AIM OF THE EXERCISE -> Please return all of the records that follow, exactly as written.

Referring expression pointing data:
● ● ● ●

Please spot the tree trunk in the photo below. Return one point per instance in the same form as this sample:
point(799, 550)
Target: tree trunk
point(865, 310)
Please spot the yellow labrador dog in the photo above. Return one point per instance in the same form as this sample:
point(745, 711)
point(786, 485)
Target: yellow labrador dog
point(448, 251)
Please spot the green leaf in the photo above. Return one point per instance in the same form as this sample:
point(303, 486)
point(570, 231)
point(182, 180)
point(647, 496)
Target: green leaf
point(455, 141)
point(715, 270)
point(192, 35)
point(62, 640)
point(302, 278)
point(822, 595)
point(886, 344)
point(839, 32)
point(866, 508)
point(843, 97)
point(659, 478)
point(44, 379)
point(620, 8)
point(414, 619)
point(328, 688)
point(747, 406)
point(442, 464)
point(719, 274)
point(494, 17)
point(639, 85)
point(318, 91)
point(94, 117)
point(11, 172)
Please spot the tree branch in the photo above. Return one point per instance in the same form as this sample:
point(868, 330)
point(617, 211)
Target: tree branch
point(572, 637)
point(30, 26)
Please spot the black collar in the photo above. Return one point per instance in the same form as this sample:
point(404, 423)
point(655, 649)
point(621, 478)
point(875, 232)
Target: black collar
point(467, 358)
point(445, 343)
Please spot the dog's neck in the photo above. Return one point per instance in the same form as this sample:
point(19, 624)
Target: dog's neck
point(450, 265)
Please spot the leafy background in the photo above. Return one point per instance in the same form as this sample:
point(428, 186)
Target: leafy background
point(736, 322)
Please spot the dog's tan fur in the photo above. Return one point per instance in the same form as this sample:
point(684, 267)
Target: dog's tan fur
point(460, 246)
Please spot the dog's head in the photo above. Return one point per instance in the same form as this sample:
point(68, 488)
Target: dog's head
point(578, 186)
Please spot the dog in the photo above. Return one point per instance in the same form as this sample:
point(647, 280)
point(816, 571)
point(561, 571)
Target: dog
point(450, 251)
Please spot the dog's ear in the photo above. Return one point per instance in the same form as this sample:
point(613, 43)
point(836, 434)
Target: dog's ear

● ● ● ●

WRITTEN SOLUTION ->
Please spot the tree trunk in the photo below. Return one point per instance in the same form as this sample:
point(799, 550)
Target: tree trunk
point(865, 310)
Please spot the yellow labrador dog in the photo above. Return one point per instance in the same form as this sample:
point(745, 711)
point(786, 485)
Target: yellow labrador dog
point(448, 251)
Please spot the green leaf in the photo above. Return one point per instance in the same form as this sample:
point(303, 486)
point(570, 231)
point(182, 180)
point(647, 496)
Target: green leaf
point(455, 141)
point(715, 270)
point(192, 35)
point(62, 640)
point(302, 278)
point(822, 595)
point(886, 344)
point(839, 32)
point(866, 508)
point(843, 97)
point(659, 478)
point(44, 379)
point(620, 8)
point(414, 619)
point(328, 688)
point(747, 406)
point(442, 464)
point(719, 274)
point(494, 17)
point(639, 85)
point(318, 91)
point(94, 117)
point(11, 172)
Please spot the tree branch in the photo above. Return one point per instance in the same form as this sample:
point(868, 330)
point(617, 211)
Target: tree branch
point(572, 637)
point(30, 26)
Please spot the black collar in the photo above. Return one point per instance in the same form as this sample:
point(404, 423)
point(655, 649)
point(621, 478)
point(875, 232)
Target: black collar
point(467, 358)
point(445, 343)
Please spot the dog's neck in the photo above. Return one point per instance in the same form as this sample:
point(19, 624)
Target: dog's neck
point(450, 265)
Please spot the leafy background in the photo above. Return one point per instance in the same form as this sample:
point(428, 186)
Target: leafy background
point(736, 322)
Please spot the dog's tan fur in the photo above. Return one point per instance in the same form as this sample:
point(684, 267)
Target: dog's tan fur
point(460, 246)
Please spot the dog's head in the photo above. Return one point per instance in the same form as this sample:
point(68, 488)
Target: dog's head
point(578, 186)
Please spot the dog in the photo above. Return one point per instance in the same form as this sample:
point(647, 280)
point(816, 571)
point(561, 571)
Target: dog
point(450, 251)
Please spot the dog's ear in the photo above. Return one point per instance in the same form as this sample:
point(613, 43)
point(836, 434)
Target: dog's ear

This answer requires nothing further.